» Activity list:
a) From the article on Theresa May and Margaret Thatcher, reproduce the passage word for word, starting at "Even to suggest" and ending after "of the foreigners.".
b) In the article on Theresa May and Margaret Thatcher, which word did one of Thatcher's campaign advisers call the most powerful in politics?

[Provided passage Boundary: Start]

What Theresa May has learnt from Margaret Thatcher

Measured against Jeremy Corbyn, the prime minister can claim to occupy the centre

British Prime Minister Margaret Thatcher stands in a British tank during a visit to British forces in  Germany. on Sept. 17, 1986. (AP Photo/Jockel Fink)

British Prime Minister Margaret Thatcher stands in a British tank during a visit to British forces in Germany. on Sept. 17, 1986. (AP Photo/Jockel Fink)

 

The most powerful word in politics, one of Margaret Thatcher’s campaign advisers once told me, is “moderate”. How was it then that she kept on winning elections? The Lady bore many descriptions but moderate was not usually among them. Easy. These things are relative. Under Michael Foot’s leadership the Labour party had rushed off to the distant fringes of the far left. Thatcher could redraw the boundaries of politics’ centre ground.

Something similar is happening under Theresa May’s Tory leadership. There is nothing centrist about the prime minister’s Brexit election campaign. It owes more to English nationalism than to moderation. Thatcher demanded her money back from Brussels; Mrs May, only last year a Remainer, now promises to reclaim every ounce of the nation’s sovereignty.

Even to suggest that Britain might, say, join Norway in the European Economic Area in order to keep access to the single market is treated as something akin to treachery. Nor is there anything soothing about the prime minister’s views about immigration. The campaign message is clear: wave the Union Jack or be counted on the side of the foreigners.

[Provided passage Boundary: End]
[Available data Boundary: Start]

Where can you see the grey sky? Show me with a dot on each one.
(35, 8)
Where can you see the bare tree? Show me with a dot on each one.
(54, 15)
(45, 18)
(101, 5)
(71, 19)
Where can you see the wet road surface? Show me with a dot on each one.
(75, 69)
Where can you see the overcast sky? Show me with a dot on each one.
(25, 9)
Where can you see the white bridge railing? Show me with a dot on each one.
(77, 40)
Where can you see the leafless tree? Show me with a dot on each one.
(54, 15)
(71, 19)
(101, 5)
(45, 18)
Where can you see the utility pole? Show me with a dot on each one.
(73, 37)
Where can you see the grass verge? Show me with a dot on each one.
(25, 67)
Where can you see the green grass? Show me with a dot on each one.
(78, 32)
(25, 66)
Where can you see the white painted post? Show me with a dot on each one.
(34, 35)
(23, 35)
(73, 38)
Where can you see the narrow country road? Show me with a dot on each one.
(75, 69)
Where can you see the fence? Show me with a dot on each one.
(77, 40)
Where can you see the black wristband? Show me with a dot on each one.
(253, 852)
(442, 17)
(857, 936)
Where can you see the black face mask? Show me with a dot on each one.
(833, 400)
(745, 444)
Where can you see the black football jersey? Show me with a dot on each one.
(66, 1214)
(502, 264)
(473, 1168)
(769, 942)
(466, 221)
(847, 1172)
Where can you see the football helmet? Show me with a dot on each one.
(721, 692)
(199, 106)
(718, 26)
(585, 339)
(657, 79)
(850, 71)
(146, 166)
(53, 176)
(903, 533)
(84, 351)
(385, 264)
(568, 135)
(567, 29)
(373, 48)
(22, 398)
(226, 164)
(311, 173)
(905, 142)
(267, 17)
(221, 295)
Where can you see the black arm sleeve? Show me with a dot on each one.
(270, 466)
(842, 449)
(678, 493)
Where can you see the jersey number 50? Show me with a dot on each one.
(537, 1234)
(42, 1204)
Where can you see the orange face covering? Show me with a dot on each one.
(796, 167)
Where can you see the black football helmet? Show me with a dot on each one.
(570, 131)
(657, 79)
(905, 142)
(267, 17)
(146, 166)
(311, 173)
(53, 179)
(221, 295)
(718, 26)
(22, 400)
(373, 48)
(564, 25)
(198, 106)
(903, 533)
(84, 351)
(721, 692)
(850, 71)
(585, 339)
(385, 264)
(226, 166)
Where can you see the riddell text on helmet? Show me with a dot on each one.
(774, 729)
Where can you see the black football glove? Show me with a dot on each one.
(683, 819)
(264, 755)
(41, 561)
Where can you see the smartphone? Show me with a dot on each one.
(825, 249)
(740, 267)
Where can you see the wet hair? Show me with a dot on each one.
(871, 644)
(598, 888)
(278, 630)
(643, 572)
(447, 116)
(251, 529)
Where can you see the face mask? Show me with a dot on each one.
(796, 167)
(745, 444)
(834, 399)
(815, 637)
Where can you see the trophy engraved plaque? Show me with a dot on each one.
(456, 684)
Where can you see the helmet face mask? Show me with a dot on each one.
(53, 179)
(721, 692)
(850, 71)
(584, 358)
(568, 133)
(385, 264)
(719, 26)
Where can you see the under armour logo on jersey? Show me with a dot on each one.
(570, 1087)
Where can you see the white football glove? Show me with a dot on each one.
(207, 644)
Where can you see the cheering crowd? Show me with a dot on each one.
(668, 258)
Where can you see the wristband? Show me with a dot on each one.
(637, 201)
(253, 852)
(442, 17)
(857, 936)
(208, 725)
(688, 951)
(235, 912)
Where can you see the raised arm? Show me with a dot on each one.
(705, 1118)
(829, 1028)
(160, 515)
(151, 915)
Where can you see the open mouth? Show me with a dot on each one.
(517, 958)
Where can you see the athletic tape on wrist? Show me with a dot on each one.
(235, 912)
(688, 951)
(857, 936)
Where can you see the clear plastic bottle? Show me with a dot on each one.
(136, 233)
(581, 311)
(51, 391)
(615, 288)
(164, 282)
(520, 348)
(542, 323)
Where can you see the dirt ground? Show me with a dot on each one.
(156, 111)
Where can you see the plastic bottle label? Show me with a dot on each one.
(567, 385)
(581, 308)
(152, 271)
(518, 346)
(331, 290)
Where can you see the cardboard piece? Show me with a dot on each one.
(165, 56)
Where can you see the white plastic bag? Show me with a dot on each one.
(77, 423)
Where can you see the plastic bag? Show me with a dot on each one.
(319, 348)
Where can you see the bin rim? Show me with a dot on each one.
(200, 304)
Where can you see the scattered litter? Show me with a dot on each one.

[Available data Boundary: End]

» Answers to the tasks:
a)
Even to suggest that Britain might, say, join Norway in the European Economic Area in order to keep access to the single market is treated as something akin to treachery. Nor is there anything soothing about the prime minister’s views about immigration. The campaign message is clear: wave the Union Jack or be counted on the side of the foreigners.

b) "Moderate."